### GIVEN TASK A:
List the topics that the subtitle of the passage on inferring latent features from networks names as meeting in latent feature learning.
### GIVEN TASK B:
Carry on the passage on inferring latent features from networks, starting after its final sentence.

### SELECTION:
# Provably Fast Inference of Latent Features from Networks

### Latent feature learning: where overlapping communities, correlation clustering, binary matrix factorization and extremal graph theory meet

Motivation: Suppose we are given the following.

• Agents: Five agents, represented by $\{v_1,\ldots,v_5\}$.
• Binary vertex features. An agent can either be interested or not in each out of three news categories businessentertainment, sports.  Each interest is represented by a binary feature. For instance, in the figure below, $v_1$ is interested only in business news.
• Connection rule. Two agents connect iff they share at least one common interest.

Given this information, it is straightforward to generate the graph. For instance, $v_1$ is connected to $v_2,v_3$ since they share their interest in business news. However there are no edges between $v_1$ and $v_4,v_5$ as they share no common interests.

In principle, the connection rule is probabilistic.  In that case, we can sample a graph with the correct probability.
Here is a fundamental inverse problem: we are given an unweighted, undirected graph $G(V,E)$, the number of binary features $k$, but we are not given the binary vertex features.  How do we learn (a good setting of) the binary features? This is a fundamental learning problem on networks with many related applications. This set of applications includes overlapping community detection: think that features correspond to communities as in the following figure. What we see are two overlapping communities. Vertices that belong to both communities are labeled as 11, whereas the rest are labeled as 10 or 01.

### DATA SHOWN:

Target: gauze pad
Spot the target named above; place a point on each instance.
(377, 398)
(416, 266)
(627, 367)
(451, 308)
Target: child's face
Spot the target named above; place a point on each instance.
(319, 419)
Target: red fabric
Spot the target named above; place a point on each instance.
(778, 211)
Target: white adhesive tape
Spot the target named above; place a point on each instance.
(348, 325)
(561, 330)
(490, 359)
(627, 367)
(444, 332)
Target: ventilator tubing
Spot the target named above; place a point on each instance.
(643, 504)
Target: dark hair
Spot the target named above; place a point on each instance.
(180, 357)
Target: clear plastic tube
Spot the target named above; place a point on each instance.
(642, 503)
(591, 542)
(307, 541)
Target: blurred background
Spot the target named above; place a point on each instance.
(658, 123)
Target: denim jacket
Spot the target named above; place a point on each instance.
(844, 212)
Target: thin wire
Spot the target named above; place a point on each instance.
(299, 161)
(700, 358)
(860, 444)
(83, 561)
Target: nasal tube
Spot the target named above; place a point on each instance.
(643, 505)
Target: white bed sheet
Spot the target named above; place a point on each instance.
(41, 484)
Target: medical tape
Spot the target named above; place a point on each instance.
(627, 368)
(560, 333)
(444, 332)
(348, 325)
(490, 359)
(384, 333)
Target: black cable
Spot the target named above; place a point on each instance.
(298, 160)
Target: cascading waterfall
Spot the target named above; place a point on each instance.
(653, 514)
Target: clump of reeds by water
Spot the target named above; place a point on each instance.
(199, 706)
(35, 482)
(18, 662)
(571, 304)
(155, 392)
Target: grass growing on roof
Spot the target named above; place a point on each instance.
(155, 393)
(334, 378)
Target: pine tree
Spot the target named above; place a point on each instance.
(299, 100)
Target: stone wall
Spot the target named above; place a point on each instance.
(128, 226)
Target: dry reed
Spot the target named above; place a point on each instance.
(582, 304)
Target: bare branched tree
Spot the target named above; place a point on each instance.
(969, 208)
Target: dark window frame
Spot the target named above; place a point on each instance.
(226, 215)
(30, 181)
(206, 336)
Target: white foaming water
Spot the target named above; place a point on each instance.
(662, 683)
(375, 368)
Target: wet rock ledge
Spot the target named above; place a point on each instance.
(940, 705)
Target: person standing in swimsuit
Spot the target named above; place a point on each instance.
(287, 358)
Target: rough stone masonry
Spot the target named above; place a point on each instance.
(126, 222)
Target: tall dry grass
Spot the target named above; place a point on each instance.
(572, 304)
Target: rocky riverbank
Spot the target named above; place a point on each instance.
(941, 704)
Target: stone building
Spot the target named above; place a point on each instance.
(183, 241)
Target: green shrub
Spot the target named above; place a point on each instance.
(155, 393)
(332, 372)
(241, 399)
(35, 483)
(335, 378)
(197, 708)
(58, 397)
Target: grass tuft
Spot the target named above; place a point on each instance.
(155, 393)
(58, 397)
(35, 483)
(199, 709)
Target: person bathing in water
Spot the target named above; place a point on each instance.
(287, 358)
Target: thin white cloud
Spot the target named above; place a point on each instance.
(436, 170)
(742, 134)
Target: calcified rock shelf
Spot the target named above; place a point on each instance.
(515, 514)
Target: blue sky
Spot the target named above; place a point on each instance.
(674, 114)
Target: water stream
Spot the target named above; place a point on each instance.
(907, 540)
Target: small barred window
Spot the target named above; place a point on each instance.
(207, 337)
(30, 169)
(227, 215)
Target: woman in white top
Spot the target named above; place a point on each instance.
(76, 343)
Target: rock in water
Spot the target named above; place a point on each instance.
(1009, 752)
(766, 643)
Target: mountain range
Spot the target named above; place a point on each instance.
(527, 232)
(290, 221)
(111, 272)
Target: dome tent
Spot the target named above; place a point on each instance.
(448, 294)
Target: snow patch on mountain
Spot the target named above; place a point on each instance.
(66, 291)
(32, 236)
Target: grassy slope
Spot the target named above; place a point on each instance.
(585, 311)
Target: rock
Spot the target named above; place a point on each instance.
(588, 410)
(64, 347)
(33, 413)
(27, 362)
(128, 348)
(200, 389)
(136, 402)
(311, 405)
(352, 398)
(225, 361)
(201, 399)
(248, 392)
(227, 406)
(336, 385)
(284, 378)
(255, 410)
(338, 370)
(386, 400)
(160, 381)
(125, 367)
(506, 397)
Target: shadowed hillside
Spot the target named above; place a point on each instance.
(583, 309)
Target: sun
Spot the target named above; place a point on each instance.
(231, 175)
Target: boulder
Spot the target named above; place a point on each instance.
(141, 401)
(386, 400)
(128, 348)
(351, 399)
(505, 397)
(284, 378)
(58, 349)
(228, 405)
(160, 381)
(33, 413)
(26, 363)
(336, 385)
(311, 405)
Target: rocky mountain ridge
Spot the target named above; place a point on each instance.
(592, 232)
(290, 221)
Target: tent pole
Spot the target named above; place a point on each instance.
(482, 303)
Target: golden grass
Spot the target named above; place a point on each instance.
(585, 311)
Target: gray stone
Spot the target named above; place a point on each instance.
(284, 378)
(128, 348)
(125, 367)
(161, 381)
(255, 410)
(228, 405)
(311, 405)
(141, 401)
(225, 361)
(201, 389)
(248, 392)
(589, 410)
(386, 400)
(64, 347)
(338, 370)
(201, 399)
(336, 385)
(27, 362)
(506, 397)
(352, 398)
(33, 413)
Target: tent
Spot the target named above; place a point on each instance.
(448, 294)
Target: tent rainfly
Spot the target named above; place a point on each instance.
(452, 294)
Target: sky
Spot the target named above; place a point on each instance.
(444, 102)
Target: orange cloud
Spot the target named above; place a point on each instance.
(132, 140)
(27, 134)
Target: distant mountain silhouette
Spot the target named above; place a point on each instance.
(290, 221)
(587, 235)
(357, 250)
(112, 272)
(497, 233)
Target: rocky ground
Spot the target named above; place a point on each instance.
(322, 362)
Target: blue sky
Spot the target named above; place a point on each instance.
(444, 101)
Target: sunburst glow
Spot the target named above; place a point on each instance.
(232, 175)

### RESULT A:
Overlapping communities, correlation clustering, binary matrix factorization, extremal graph theory

### RESULT B:
However, on real data the communities are far away from being as dense as shown above.  They are more likely to look like the following figure. As you observe the communities are sparser. Also, the overlap is denser than the two counterparts. This is not necessarily always true, but as Yang and Leskovec point out, this is frequently the case in social networks.

Despite the obvious conceptual connection between latent feature learning and overlapping community detection, the two problems are not the identical. For the graph shown in the first figure, any good algorithms  will output the same result. However, things are different for the sparser graph shown in the second figure.
Any good overlapping community detection method will output two communities, just as in figure 1. However, Bayesian non-parametric methods -a prominent class of latent feature learning methods- will attempt to explain the sparsity within each community by using a value of $k$ greater than 2, despite the existence of two communities. From this point of view, they can seen as refined overlapping community detection methods. The latent feature learning problem touches various research lines, including binary matrix factorization, machine learning and graph analysis. For more details, see the related work section in my recent WWW’15 paper.   One thing that I realized by experimenting with various state-of-art machine learning methods is that Bayesian non-parametric methods are accurate but they don’t scale well. This makes them useful for relatively small networks.  The component that appears to be the main bottleneck for scaling up such methods is the poor mixing of a Markov chain on which they rely.

Some results from Ref. [1]: Last year I became interested in the latent feature learning problem. I considered a simple probabilistic model according to which the probability of an edge is a non-decreasing function of the common interests of the the two endpoints. The probabilistic setting follows.

• Number of features. $k=\Theta(1)$ (known)
• Latent labeling. $\omega:V \rightarrow \{0,1\}^k$
• Vertex “interests”. Define for each vertex $v$ the set $\mathcal{C}(v)$ of non-zero coordinates. E.g., if $\omega(v)=010$ then $\mathcal{C}(v) =\{2\}$.
• Connection rule. Let $r$ be a threshold parameter. Vertex $v$ establishes its connections with other vertices based on the following simple rule:
• $|\mathcal{C}(v) \cap \mathcal{C}(u)| \geq r$, then add edge $(u,v)$ with probability $p$.
• If $|\mathcal{C}(v) \cap \mathcal{C}(u)| \leq r-1$, then add edge $(u,v)$ with probability $q < p$.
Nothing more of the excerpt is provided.